Return the line containing "[find] the wood grain" and all lines after it exactly; stop at the end of the material.

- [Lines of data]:

========

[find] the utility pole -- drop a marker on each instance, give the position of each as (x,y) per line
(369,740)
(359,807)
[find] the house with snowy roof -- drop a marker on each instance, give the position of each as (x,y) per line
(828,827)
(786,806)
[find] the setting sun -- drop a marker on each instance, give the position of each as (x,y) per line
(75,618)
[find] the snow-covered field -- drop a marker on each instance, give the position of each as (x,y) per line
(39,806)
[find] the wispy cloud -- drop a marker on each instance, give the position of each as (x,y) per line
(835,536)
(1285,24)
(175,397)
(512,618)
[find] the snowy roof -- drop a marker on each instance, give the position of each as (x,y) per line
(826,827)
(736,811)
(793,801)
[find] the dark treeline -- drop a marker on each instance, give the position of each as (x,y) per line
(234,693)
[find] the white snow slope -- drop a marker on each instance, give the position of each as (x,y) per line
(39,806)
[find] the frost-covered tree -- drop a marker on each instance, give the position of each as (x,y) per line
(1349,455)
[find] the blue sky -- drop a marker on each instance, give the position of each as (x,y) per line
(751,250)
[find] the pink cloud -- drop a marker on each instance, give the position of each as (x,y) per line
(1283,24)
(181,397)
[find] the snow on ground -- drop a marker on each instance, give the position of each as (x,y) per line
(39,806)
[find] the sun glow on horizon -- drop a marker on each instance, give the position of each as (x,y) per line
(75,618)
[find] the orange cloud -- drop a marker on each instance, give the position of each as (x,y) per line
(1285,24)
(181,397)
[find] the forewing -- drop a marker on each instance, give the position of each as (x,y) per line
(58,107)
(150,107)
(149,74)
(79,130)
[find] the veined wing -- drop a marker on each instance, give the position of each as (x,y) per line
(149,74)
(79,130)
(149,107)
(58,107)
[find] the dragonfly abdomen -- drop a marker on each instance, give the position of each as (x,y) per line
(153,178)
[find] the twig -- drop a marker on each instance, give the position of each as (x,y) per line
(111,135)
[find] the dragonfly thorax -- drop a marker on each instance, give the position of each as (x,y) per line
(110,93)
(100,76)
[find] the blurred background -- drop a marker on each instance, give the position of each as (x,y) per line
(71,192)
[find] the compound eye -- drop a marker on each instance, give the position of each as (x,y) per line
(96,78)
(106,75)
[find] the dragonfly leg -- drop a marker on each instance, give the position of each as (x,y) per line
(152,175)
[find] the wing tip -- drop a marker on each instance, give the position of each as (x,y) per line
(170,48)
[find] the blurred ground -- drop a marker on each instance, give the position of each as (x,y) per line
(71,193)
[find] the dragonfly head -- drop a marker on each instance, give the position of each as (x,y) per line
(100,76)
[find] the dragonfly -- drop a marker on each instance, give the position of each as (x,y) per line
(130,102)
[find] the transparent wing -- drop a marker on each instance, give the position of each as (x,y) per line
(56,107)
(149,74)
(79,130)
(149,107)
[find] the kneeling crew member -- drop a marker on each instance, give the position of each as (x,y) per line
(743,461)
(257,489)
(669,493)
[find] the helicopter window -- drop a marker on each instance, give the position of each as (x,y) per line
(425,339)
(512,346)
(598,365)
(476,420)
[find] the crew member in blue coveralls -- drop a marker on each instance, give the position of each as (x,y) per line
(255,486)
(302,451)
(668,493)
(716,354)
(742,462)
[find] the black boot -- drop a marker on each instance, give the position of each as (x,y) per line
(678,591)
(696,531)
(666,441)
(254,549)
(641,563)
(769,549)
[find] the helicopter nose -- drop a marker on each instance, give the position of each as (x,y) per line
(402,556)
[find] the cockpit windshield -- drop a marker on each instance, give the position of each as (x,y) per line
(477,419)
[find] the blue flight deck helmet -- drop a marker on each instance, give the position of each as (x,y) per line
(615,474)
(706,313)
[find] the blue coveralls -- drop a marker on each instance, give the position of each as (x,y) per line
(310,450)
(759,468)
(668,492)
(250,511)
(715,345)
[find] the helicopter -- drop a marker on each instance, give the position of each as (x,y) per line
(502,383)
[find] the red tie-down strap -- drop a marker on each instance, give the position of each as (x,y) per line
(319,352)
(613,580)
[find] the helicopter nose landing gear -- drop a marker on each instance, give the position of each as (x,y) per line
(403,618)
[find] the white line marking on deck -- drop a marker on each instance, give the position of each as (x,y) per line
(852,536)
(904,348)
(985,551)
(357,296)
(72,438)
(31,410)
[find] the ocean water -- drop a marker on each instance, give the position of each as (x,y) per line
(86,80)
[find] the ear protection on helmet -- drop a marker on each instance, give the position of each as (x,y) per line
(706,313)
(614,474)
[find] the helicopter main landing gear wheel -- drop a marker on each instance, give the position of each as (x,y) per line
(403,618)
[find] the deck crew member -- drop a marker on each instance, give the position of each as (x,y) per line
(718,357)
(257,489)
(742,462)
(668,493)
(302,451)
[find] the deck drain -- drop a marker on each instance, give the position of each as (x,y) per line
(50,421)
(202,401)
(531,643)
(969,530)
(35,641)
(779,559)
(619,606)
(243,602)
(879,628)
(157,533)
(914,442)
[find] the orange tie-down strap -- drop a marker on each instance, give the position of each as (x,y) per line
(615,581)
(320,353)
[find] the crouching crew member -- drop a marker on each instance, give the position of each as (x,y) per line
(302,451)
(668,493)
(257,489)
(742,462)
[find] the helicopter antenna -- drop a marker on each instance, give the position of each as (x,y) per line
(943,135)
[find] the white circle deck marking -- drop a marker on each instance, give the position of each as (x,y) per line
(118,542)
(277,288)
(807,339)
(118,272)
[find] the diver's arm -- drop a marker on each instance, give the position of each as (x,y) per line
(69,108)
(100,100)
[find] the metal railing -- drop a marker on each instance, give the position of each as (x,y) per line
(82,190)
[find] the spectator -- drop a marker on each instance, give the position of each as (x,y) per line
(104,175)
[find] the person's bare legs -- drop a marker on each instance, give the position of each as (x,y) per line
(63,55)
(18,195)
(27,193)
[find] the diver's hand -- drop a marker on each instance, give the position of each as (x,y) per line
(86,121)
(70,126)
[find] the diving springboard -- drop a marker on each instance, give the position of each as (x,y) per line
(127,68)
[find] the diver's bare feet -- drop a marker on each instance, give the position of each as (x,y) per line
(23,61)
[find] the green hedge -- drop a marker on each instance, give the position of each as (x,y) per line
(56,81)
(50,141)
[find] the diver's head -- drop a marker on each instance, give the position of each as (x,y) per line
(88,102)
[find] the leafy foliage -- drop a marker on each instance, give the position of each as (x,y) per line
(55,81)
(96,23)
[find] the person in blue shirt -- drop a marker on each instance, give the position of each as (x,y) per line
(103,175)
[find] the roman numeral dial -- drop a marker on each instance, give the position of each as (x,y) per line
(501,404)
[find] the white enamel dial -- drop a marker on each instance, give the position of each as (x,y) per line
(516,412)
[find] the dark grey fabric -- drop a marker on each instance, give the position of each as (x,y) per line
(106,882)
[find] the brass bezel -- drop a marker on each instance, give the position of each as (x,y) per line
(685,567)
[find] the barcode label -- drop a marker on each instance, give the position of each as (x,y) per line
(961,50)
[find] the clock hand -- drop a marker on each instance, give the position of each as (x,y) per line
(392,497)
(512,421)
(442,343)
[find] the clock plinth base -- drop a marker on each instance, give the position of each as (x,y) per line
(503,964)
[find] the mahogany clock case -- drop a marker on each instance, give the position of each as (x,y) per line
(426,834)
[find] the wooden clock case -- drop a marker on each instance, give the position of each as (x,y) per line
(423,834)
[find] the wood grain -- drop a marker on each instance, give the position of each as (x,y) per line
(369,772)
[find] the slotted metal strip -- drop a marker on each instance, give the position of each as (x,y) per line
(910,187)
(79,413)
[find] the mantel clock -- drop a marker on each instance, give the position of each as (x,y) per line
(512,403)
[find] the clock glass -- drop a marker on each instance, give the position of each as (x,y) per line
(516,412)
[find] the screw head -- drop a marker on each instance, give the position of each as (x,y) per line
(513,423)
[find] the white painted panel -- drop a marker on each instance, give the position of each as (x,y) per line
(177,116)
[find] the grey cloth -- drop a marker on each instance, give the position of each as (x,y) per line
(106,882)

========

- [ANSWER TO THE TASK]:
[find] the wood grain -- drop a marker on each instance, give the position of each as (x,y) per line
(369,772)
[find] the slotted metal strip -- drop a marker on each instance, give the position of each as (x,y) per line
(910,187)
(79,413)
[find] the mantel clock -- drop a marker on each instance, give the position of each as (x,y) per line
(512,403)
[find] the clock glass -- drop a marker on each instance, give the position of each as (x,y) per line
(516,412)
[find] the screw head -- drop a marker on each instance, give the position of each as (x,y) per line
(513,423)
[find] the white painted panel -- drop a marker on each instance, give the position of each as (x,y) per line
(177,116)
[find] the grey cloth -- drop a marker on each instance, give the position of each as (x,y) per line
(106,882)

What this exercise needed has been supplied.